#### DIRECTIONS FOR THIS TASK
Copy out the data below with "leaf" in place of "grass blade" and nothing else changed. Leave the pictures out.
──────── DATA EXTRACT ────────
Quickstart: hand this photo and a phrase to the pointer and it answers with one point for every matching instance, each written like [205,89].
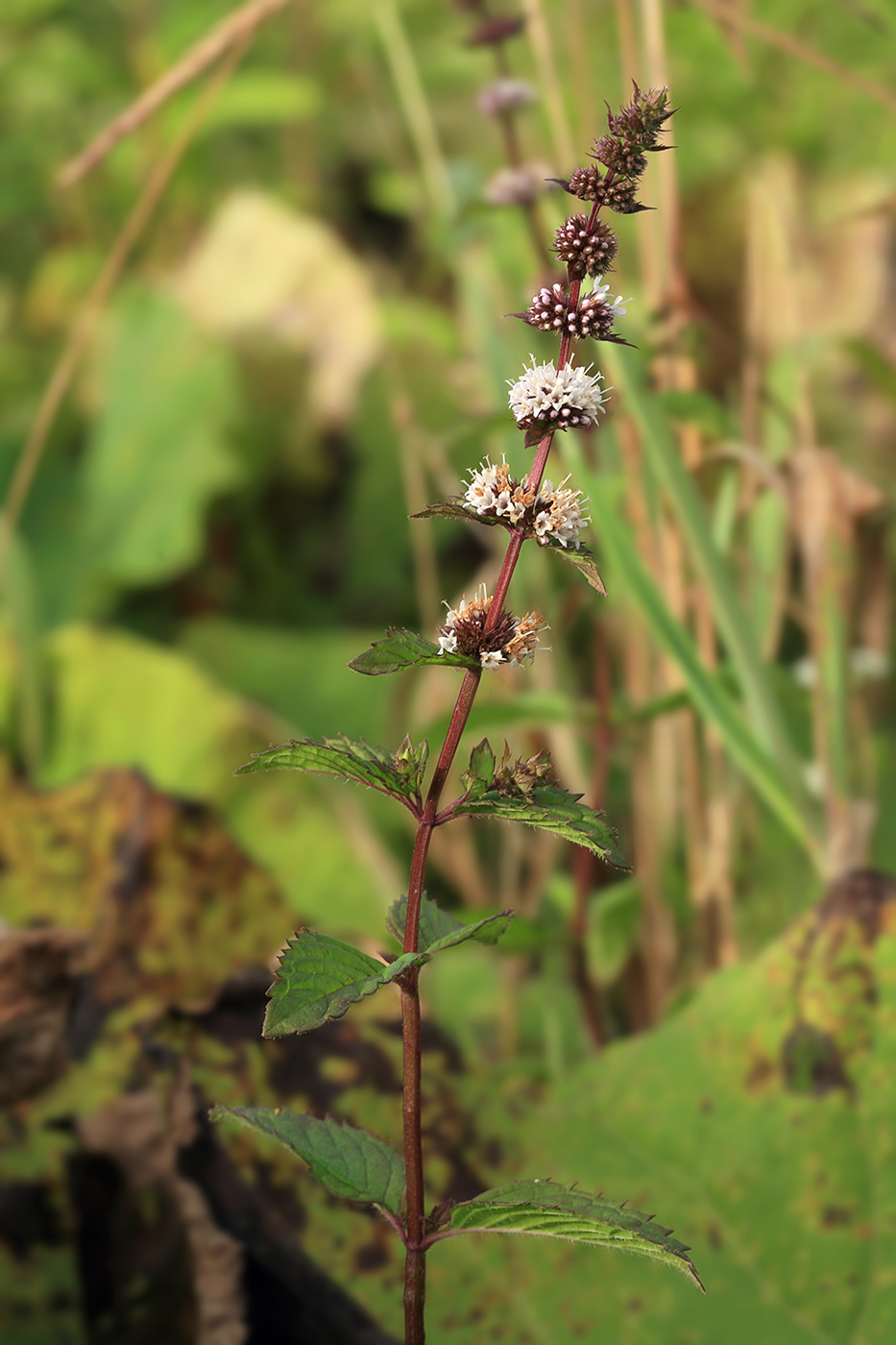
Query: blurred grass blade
[707,690]
[711,564]
[17,588]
────────
#### FINAL RESULT
Quickstart: hand this photo and a phrase to the pointer and it answers with one point for every matching instance, each written like [205,89].
Query: blurred leaf
[707,690]
[711,564]
[17,588]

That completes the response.